Your instructions -> Rewrite the listing below with every occurrence of "innermost point" changed to "central point" and all other text left intact, omitting the pictures from your answer.
----
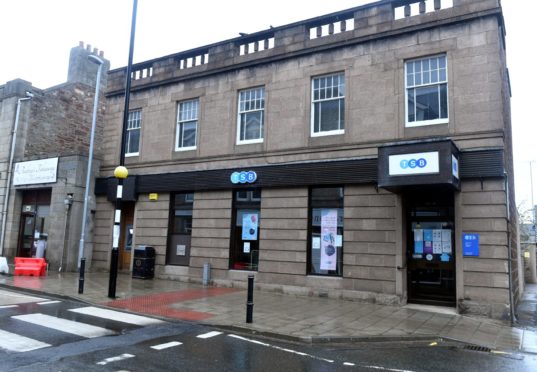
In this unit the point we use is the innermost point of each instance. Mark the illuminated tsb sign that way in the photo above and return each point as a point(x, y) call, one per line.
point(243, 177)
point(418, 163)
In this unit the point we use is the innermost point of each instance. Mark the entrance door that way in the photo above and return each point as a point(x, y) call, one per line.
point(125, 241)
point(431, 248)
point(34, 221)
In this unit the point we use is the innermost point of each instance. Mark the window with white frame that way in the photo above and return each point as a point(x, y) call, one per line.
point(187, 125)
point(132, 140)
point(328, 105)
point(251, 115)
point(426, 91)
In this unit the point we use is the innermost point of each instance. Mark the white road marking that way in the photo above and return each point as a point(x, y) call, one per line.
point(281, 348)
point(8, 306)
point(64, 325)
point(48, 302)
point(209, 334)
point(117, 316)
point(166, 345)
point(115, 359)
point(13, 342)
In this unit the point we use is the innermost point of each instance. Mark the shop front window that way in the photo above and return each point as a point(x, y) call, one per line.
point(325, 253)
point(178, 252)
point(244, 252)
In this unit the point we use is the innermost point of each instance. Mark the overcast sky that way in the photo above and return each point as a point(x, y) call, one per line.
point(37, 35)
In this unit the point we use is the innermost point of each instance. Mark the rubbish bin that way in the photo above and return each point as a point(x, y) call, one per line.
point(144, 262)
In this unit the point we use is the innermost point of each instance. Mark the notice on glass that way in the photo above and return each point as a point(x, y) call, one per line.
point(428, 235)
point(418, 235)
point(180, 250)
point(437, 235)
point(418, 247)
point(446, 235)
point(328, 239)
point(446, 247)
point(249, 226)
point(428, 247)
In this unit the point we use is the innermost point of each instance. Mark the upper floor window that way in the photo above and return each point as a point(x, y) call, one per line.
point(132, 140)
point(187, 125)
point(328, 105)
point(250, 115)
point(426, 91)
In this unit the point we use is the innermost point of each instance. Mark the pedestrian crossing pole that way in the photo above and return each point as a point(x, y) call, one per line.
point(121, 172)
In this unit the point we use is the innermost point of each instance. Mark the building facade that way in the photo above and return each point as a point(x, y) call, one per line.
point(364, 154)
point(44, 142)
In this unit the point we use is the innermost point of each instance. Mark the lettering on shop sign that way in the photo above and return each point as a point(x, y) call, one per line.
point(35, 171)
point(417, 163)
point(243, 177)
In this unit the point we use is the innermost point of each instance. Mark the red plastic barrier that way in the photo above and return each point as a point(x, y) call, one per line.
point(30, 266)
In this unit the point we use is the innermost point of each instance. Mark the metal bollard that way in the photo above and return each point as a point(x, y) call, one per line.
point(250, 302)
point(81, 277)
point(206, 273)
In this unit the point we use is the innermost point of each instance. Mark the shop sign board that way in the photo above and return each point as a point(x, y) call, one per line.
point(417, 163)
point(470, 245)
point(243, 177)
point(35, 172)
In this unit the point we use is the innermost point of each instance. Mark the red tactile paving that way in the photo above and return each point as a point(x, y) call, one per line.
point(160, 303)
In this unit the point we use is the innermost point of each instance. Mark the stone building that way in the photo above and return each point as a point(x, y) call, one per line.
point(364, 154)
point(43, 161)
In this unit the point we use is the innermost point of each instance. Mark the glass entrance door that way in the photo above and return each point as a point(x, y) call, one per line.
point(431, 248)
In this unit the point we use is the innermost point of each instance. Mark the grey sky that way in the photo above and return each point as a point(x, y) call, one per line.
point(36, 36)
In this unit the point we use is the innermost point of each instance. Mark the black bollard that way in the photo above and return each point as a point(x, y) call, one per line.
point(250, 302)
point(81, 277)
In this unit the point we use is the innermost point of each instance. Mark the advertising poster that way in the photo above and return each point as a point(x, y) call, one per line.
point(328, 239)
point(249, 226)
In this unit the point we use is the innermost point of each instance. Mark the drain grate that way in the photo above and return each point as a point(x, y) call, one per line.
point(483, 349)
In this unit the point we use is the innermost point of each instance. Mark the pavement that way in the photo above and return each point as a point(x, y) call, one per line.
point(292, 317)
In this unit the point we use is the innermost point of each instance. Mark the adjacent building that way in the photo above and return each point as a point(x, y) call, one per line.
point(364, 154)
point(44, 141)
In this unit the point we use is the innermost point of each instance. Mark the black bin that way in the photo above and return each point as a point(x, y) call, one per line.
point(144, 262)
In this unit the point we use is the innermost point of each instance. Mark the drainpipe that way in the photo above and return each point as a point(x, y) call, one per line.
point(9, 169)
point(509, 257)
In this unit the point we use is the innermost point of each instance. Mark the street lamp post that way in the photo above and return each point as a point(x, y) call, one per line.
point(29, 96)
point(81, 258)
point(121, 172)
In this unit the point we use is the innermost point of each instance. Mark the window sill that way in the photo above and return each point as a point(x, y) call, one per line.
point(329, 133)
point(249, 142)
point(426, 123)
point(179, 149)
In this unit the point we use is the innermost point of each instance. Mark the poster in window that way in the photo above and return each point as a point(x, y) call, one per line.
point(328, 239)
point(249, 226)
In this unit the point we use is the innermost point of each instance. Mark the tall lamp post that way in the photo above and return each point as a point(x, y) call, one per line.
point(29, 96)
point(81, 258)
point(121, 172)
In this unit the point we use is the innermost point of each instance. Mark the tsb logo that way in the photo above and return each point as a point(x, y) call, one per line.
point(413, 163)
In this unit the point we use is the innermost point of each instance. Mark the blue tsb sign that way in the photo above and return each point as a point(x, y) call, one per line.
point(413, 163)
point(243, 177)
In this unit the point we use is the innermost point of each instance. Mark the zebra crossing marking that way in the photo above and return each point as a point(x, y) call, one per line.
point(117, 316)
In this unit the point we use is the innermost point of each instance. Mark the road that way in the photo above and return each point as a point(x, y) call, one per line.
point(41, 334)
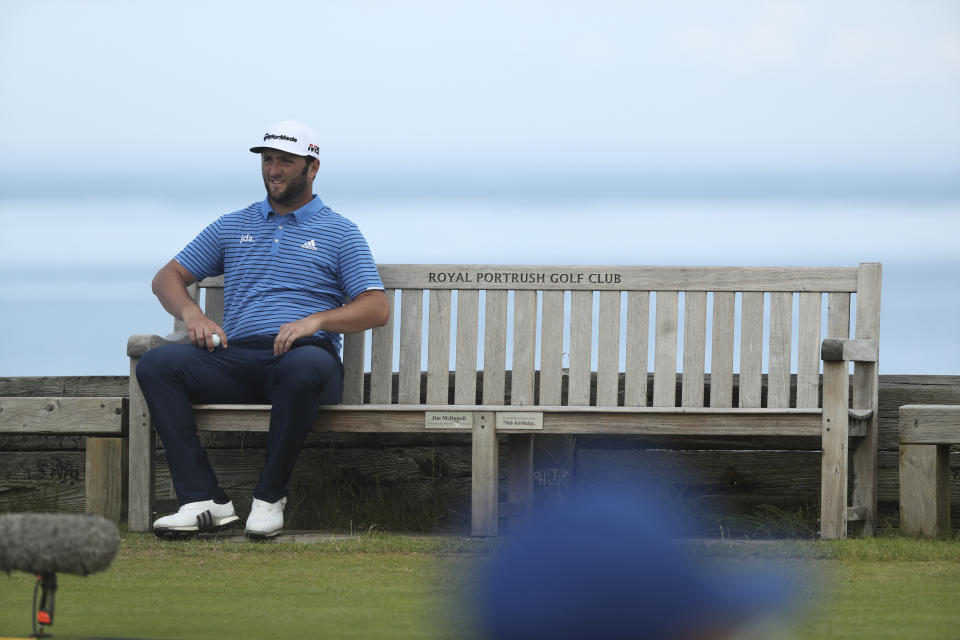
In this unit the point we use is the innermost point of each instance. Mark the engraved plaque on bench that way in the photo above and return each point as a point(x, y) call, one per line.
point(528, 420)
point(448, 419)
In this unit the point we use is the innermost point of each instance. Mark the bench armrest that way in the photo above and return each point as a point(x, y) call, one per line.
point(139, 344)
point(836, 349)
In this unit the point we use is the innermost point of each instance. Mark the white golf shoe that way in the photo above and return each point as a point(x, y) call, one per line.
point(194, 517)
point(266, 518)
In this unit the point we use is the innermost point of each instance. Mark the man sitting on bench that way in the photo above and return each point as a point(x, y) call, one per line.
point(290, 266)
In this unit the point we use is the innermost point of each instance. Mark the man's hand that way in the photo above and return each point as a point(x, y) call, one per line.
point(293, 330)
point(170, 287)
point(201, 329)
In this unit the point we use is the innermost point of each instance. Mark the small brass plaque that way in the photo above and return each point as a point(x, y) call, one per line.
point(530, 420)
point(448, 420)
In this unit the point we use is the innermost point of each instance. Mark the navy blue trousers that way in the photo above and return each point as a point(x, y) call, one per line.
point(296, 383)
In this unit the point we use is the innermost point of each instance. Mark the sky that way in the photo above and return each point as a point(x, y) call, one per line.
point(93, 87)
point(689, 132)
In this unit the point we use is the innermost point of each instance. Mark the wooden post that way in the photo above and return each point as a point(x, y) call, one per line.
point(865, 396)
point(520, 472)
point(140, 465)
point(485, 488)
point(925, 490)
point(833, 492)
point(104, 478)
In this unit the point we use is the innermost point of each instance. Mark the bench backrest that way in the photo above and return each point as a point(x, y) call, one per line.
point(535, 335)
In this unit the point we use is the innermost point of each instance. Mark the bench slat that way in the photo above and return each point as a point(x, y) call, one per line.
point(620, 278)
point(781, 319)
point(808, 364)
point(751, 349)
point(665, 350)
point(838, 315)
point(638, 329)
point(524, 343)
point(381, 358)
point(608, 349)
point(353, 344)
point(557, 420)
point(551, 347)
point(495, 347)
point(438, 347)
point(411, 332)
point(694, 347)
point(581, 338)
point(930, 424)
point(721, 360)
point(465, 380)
----
Result of the task ->
In this unit the point we use is the central point of each instance. Mark the illuminated tsb sign that way in the photo above and return each point as a point(x, y) call, one per line.
point(243, 177)
point(418, 163)
In this unit the point we use is the central point of each instance. Mark the entrance door that way in the photo above and return each point as a point(x, y) call, one per line.
point(125, 241)
point(431, 248)
point(34, 221)
In this unit the point we use is the central point of each instance. Mark the window with white frame that way in the photo above and return each point as a point(x, y) call, one per line.
point(187, 125)
point(132, 140)
point(328, 105)
point(251, 115)
point(426, 91)
In this unit the point we use is the central point of each instance. Mark the white road marking that way in the photo above and return each point as a point(x, y) call, one per line.
point(281, 348)
point(8, 306)
point(64, 325)
point(48, 302)
point(209, 334)
point(117, 316)
point(166, 345)
point(115, 359)
point(13, 342)
In this unit the point we use is the central point of each instance. Mark the shop front window that way in the photo above and return each point as a point(x, y) call, one per line.
point(325, 253)
point(178, 252)
point(244, 252)
In this unit the point we use is the central point of each instance. Mark the overcast sky that way in the photo above and return each point as a point(x, y) call, one per line.
point(37, 35)
In this unit the point we use is the central point of each instance. Mark the rubbish bin that way in the photo above and return each point as a point(x, y) call, one per line.
point(144, 262)
In this unit the point we use is the central point of each instance. Mark the notice on glass that way in the photo above and return each point as a point(x, y) call, one per line.
point(428, 235)
point(418, 235)
point(180, 250)
point(437, 235)
point(418, 247)
point(446, 235)
point(328, 239)
point(446, 247)
point(249, 226)
point(428, 247)
In this unit the point we use is the central point of each instance. Mark the upper floor window that way in the photo above and return each point as a point(x, y) call, one per line.
point(132, 140)
point(187, 125)
point(328, 105)
point(250, 115)
point(426, 91)
In this unit the point we use is the central point of each instance. Mark the pedestrian crossing pole that way in the photo above and return each point as a point(x, y) call, one per line.
point(121, 172)
In this unit the point we use is the central point of each instance. Mark the building facade that way in the photo above and return each point as a point(x, y) call, one per line.
point(364, 154)
point(44, 142)
In this unit the point we use is the central point of each instance. Mark the lettering on shop sign that way in the photo above and return each point as a point(x, y) call, one per line.
point(35, 171)
point(417, 163)
point(243, 177)
In this unit the point we use is the central point of each instance. Mark the red plastic barrier that way in the photo above and return each point as a point(x, y) call, one per line.
point(30, 266)
In this unit the point we use is the central point of each instance. Mark the metal bollard that way in the photo above and return each point as a point(x, y) call, one per line.
point(250, 302)
point(81, 277)
point(206, 273)
In this unit the point we use is the central point of each instance. Mark the shop sign board that way in the photo above and return each point as a point(x, y) call, one per line.
point(417, 163)
point(470, 245)
point(243, 177)
point(35, 172)
In this unit the point we use is the central point of each instance. Mark the red tactile paving that way in the photo above and return each point as a point(x, y) call, one per line.
point(160, 303)
In this unit the point we use is the central point of each instance. Mark the stone building that way in the photo above and return each point as a point(x, y) call, one per line.
point(364, 154)
point(43, 161)
In this unit the point we use is the central point of each instance. Mark the glass entrance door that way in the photo above and return each point as a point(x, y) call, one per line.
point(431, 248)
In this unit the point we use is the central point of each instance. Mark the grey sky that way in the photo above and return each point as a point(x, y) call, one per line.
point(36, 36)
In this unit the point we use is the central point of each instance. Mark the black bollard that way in the photo above and return each point as a point(x, y) call, one per line.
point(250, 302)
point(81, 277)
In this unit the point we use is the central point of each instance. Mark the advertising poster that way in the photo above and return each point as a point(x, y) call, one per line.
point(328, 239)
point(249, 226)
In this unit the point we use is the central point of each instance. Mark the drain grate that way in the photo above and return each point as a point(x, y) call, one per line.
point(483, 349)
In this unit the point we use is the central point of each instance. Mark the pavement that way in the photo above and return each point as a point(x, y) call, one per line.
point(292, 317)
In this unit the point we use is the central point of each instance. Mark the adjacent building that way in the photo above and return each point as a point(x, y) call, one per line.
point(364, 154)
point(44, 141)
In this unit the point we use is the central point of each instance. Mark the black bin that way in the photo above and return each point as a point(x, y) call, one per line.
point(144, 262)
In this unit the point we use is the central point of each instance. Mark the drainpipe that way in the photo above and return each point as a point(x, y) call, one per line.
point(9, 169)
point(509, 257)
In this unit the point we use is the central point of each instance. Mark the street lamp post that way in the photo above and return each point as a point(x, y) call, one per line.
point(29, 96)
point(81, 258)
point(121, 172)
In this unit the point we use is the central point of each instance. Mark the window sill that way in the photo above and return each point as a point(x, y) call, one per line.
point(329, 133)
point(249, 142)
point(426, 123)
point(179, 149)
In this unit the point we use is the central point of each instance. Mark the poster in window that way in the photo above and return each point as a point(x, y) call, one per line.
point(328, 239)
point(249, 226)
In this unit the point we use is the central point of each instance. Mark the tall lamp post that way in the photo above and return each point as a point(x, y) call, one per line.
point(29, 96)
point(81, 258)
point(121, 172)
In this unit the point we use is the central point of each instance. Mark the tsb logo that way in the photo above and return each point as a point(x, y) call, one per line.
point(413, 163)
In this unit the point we use is the central point of each instance. Mark the blue tsb sign that way in the photo above and return each point as a point(x, y) call, one per line.
point(413, 163)
point(243, 177)
In this unit the point we use is the central point of each instance. Mark the zebra crossing marking that way in the photo above and return each point as a point(x, y) call, one per line.
point(117, 316)
In this unit the point we use is the central point of each instance. Mark the road that way in the photo above and return each point as a point(x, y) call, one per line.
point(41, 334)
In this unit the point we use is the central point of each instance. Mark the engraved plaque on bench that way in the photo above and return each point as a point(x, y) call, one per line.
point(528, 420)
point(448, 419)
In this unit the point we use is the central point of each instance. Mark the bench armrest that way in the photo above and return each point as a point(x, y) call, one per line.
point(139, 344)
point(836, 349)
In this unit the point we use is the central point of each instance. Mark the white golf shoe that way in the photo above and return each point as a point(x, y) call, one per line.
point(194, 517)
point(266, 518)
In this unit the point we use is the central point of each instance. Mark the man sitting on bench that way in the photo above and return each point as a point(x, y) call, one per line.
point(290, 266)
In this unit the point we use is the central point of each instance. Mark the man's hand that way in the photo above and return each point as a point(x, y) call, one per line.
point(293, 330)
point(170, 287)
point(201, 329)
In this unit the point we use is the central point of each instance. Mark the small brass plaque that way in the photo above and return each point as a point(x, y) call, one per line.
point(530, 420)
point(448, 420)
In this unit the point we use is the central point of each instance. Mark the navy blue trousers that way in the photo above and return each point as a point(x, y) call, one per line.
point(296, 383)
In this unit the point we use is the central point of each instance. Mark the sky that way in the photo above and return each point as a point(x, y) call, one per line.
point(93, 87)
point(689, 132)
In this unit the point we use is the central point of each instance. Mark the wooden post that way in the photo above and return each point as a point(x, y) call, one per line.
point(865, 396)
point(520, 472)
point(140, 465)
point(485, 488)
point(925, 490)
point(833, 492)
point(104, 478)
In this unit the point we use is the central point of each instance. Mark the bench backrest that way in the photo above and return each point as a point(x, y) call, one per line.
point(535, 335)
In this unit the point we use is the central point of each instance. Mark the bench slat that way in the photo above and return each point as a point(x, y) call, one per line.
point(620, 278)
point(781, 319)
point(808, 364)
point(751, 349)
point(665, 350)
point(838, 315)
point(638, 329)
point(524, 343)
point(381, 358)
point(608, 349)
point(353, 344)
point(557, 420)
point(551, 347)
point(495, 347)
point(438, 347)
point(411, 332)
point(694, 347)
point(581, 338)
point(930, 424)
point(721, 360)
point(465, 380)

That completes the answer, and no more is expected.